**PROBLEM TO WORK ON**
Reproduce every one of the lines below word for word, but leave the pictures out.

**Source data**
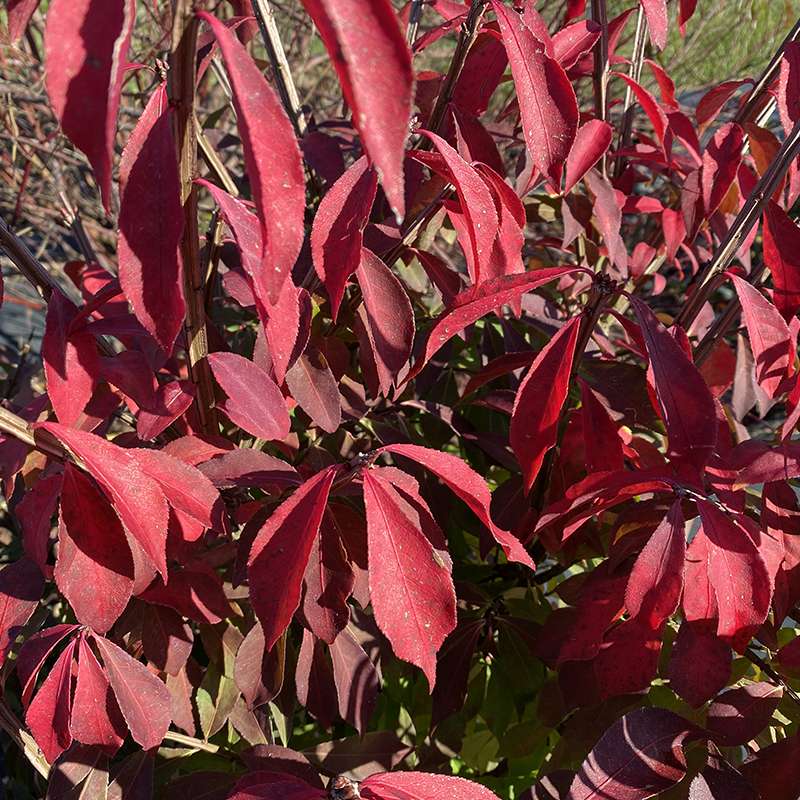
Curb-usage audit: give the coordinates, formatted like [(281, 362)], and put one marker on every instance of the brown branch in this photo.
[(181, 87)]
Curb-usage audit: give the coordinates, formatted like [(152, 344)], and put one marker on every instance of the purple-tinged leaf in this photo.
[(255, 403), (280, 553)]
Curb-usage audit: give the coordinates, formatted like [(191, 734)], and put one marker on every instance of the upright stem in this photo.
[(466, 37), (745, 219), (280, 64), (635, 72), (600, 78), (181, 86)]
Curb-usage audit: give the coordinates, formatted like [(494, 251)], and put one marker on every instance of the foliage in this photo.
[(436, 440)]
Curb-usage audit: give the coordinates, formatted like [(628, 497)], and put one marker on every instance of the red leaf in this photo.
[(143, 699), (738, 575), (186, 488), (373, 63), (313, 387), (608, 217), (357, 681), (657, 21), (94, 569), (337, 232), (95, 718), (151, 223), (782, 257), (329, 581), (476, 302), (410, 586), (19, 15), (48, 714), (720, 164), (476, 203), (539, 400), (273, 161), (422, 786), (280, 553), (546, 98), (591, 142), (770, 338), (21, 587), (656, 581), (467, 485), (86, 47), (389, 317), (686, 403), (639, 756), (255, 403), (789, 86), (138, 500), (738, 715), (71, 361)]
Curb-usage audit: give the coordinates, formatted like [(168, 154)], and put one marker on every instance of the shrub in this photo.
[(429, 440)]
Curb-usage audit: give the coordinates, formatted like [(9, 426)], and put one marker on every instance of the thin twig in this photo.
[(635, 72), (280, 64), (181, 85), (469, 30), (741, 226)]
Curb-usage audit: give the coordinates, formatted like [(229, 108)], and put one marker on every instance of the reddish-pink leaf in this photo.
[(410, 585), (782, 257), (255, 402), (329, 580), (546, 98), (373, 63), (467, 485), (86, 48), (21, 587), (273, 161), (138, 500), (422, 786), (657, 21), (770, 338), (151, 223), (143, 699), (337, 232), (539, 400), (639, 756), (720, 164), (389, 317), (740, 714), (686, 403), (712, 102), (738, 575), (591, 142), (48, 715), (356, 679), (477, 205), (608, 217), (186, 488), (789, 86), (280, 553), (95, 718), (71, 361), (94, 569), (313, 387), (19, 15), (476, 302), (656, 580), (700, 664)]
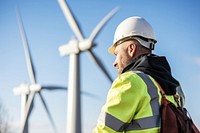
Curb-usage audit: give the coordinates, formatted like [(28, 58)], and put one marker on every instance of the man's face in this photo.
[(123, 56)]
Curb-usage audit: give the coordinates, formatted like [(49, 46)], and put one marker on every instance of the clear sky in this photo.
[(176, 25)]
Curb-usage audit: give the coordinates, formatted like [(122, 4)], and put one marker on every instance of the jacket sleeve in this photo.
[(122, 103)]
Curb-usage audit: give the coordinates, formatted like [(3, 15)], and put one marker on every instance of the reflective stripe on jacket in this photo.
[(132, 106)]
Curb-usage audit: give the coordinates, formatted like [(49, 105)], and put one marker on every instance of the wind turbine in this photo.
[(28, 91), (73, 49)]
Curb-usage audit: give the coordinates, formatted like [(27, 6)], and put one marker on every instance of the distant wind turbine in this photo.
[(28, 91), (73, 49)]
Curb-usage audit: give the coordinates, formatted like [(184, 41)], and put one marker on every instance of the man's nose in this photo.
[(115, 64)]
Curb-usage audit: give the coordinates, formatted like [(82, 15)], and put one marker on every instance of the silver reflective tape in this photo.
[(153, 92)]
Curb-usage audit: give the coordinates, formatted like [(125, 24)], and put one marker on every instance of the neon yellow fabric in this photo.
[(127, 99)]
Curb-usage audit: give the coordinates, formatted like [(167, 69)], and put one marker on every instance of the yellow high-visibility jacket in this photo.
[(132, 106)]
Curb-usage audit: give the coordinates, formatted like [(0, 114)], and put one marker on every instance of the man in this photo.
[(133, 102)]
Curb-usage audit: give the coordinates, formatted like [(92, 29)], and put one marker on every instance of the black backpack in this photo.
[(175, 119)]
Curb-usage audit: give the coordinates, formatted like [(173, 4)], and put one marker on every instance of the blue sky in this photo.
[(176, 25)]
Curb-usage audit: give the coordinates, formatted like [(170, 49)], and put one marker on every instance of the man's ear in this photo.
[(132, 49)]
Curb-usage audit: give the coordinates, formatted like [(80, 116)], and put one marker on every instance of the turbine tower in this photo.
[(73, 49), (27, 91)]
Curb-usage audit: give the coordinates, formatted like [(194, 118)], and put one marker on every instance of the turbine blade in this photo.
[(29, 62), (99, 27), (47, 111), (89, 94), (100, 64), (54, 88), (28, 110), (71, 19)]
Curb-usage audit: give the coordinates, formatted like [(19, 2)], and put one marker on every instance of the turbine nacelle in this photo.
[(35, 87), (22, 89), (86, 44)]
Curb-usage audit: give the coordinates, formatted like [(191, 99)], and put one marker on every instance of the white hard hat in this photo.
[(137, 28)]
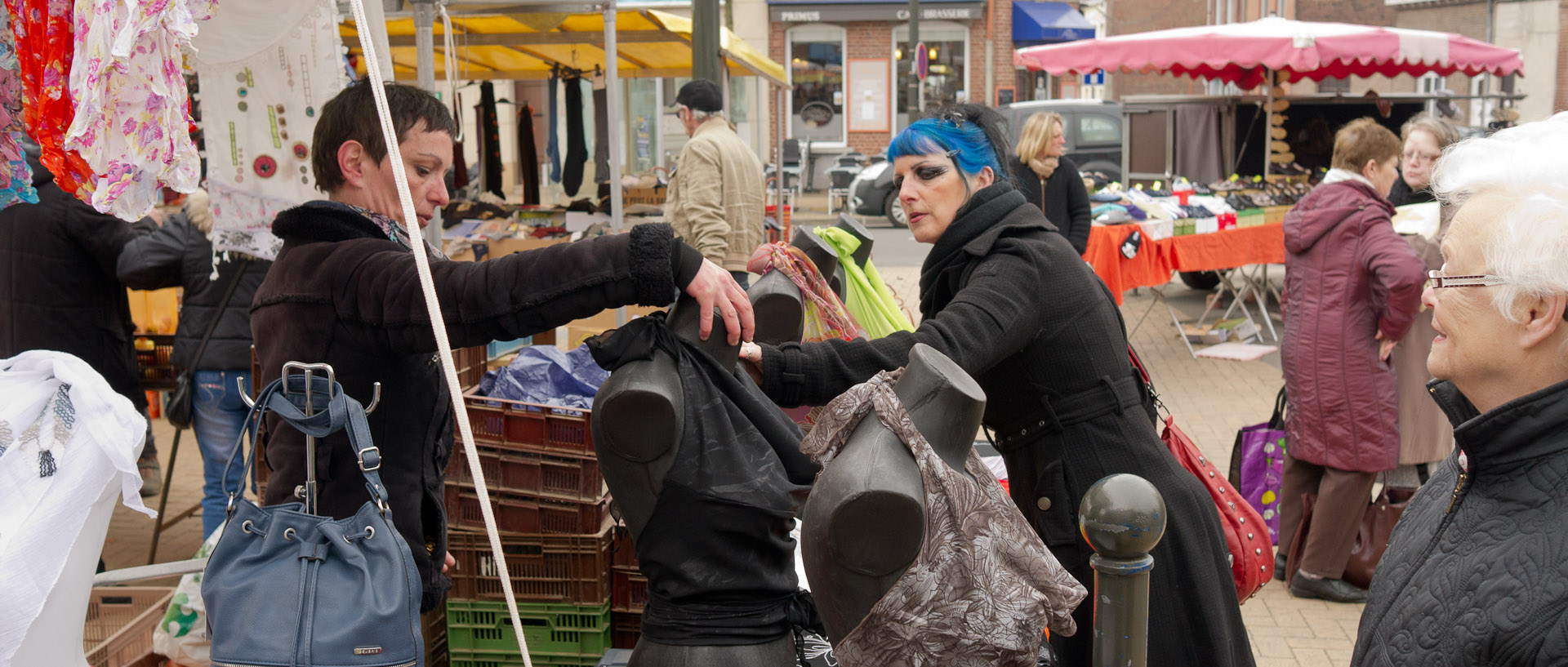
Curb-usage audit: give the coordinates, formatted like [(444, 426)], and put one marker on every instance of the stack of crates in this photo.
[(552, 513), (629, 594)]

**ANSWER TO THE EXERCISE**
Curb-usage audit: give the coordinates, formatted like [(281, 362)], and put one marker on every instance of the brown branch in this photo.
[(181, 87)]
Curb-usage audit: give the coordinates, formatted like [(152, 344)], and put one marker on every instance of the purple-tinged leaf in this photo.
[(255, 403), (280, 553)]
Curb-usage audit: give the coordinates, formatted like [(191, 734)], and put one marker on every instance of the upright stem in this photo.
[(466, 37), (745, 219), (280, 64), (635, 72), (600, 78), (181, 86)]
Curb-usage audit: give the coordinates, formatted like [(494, 251)], and put one marker on every instance of the foliage in this photo.
[(436, 440)]
Curb-usage audit: give the coordinates, formatted like [(628, 497)], and put one marker on every instance of the red leaf in this photo.
[(143, 699), (738, 575), (186, 488), (373, 63), (313, 387), (608, 217), (357, 681), (657, 21), (94, 569), (337, 232), (95, 718), (151, 223), (782, 257), (329, 581), (476, 302), (410, 586), (19, 15), (48, 714), (720, 164), (476, 203), (539, 400), (273, 161), (422, 786), (280, 553), (546, 98), (591, 142), (770, 338), (21, 587), (656, 581), (467, 485), (86, 47), (389, 317), (686, 403), (639, 756), (255, 403), (789, 86), (138, 500), (738, 715), (71, 361)]
Curb-usage audit: give the coordinates, formatted like [(168, 154)], and put one marker on every instance of the shrub in this photo.
[(429, 440)]
Curb-usage audit: give the coordinates, formatted like [(9, 426)], and put one marker on every instance of the thin twig in this photo.
[(635, 72), (280, 64), (181, 85), (469, 30), (741, 226)]
Curb-usage audit: give the coordinates, formatted like [(229, 108)], and put one marker on every instance of the reddish-pink leaf in this photo.
[(410, 585), (782, 257), (255, 402), (329, 580), (546, 98), (373, 63), (467, 485), (86, 48), (21, 587), (273, 161), (138, 500), (422, 786), (657, 21), (770, 338), (151, 223), (143, 699), (337, 232), (539, 400), (639, 756), (720, 164), (389, 317), (740, 714), (686, 403), (712, 102), (738, 575), (591, 142), (48, 715), (356, 679), (477, 205), (608, 217), (186, 488), (789, 86), (280, 553), (95, 718), (71, 361), (94, 569), (313, 387), (19, 15), (476, 302), (656, 580), (700, 664)]
Curb-usage audit: give the coordinates, formatted like [(28, 58)], and put one marker on every instance of the man's face in this photo.
[(123, 56)]
Curb-usage audit: give the coordinates, formatted like [(49, 46)], and put one marker on every instance of the clear sky in this photo.
[(176, 25)]
Curb-usage audit: give the coordinates, formatted like [(122, 4)], and put one marker on every instance of the jacket sleeve in this photo.
[(122, 103)]
Curb-usage audit: give the coordinates, formatted like [(3, 15)], and put one marker on every instance of the reflective stripe on jacket in this photo.
[(132, 106)]
Curb-usage audit: give the coordinates, formatted like [(49, 105)], and put one marker on every instance of the wind turbine in this photo.
[(28, 91), (73, 49)]
Curb-usage audit: give the coordinates, formatted like [(27, 6)], and put one marker on every instance of the distant wind turbine in this photo.
[(28, 91), (73, 49)]
Curb-usage audit: give the coordinates, formatted like [(184, 41)], and put one marker on every instance of the man's nose in this photo.
[(115, 64)]
Curb-usage audit: give the coordinates, formatted like [(82, 15)], and put one marker on every instance of the silver reflective tape in this photo.
[(153, 92)]
Curb-usage audit: give the coordinates, formatted like [(125, 24)], and put one marker on every instance of the neon yellow fabric in this photo.
[(127, 99)]
Curb-usage audit: give the coordinates, formatted like [(167, 69)], and put one marker on every instance of the yellow high-visibility jacket in this photo.
[(132, 106)]
Curb-usage audit: give the coordinates, formatted like [(0, 114)], and put one marker on every instance of the man in this photo.
[(133, 102)]
Curb-usage audit: give the coordinates, formatted like [(92, 29)], and put one marker on every instance of the black backpack in this photo.
[(175, 119)]
Curb-usage audit: give the coordinates, formatted like [(173, 4)], and put one marker on every instance of the blue sky in this photo.
[(176, 25)]
Curb-usage audit: give the coordinates, formatted like [(170, 49)], and put one marker on every instance of the man's ear in this photo.
[(132, 49)]
Curb-usage audit: give the coordinates, formatted like [(80, 116)], and put one marker on every instance of the turbine tower in this photo.
[(73, 49), (27, 91)]
Curb-usage audit: give the coordinates, formatted like [(194, 118)], and put one marker on every instance of the turbine blade in this photo.
[(29, 62), (99, 27), (47, 111), (89, 94), (100, 64), (54, 88), (28, 110), (71, 19)]
Curb-usage audit: give the coordinates, formatted like [(19, 2)], and put one marker on every instance of the turbine nacelle in this photo.
[(35, 87), (22, 89), (86, 44)]
Curb-usage audit: give the coordinates, formatted like [(191, 99)], and put one marker on every instance of the white hard hat in this photo.
[(137, 28)]
Curb-usage audit: give the coordinates, formatted like [(444, 426)], and put one marker on every instance of the stack of crates in this photo.
[(552, 513), (629, 594)]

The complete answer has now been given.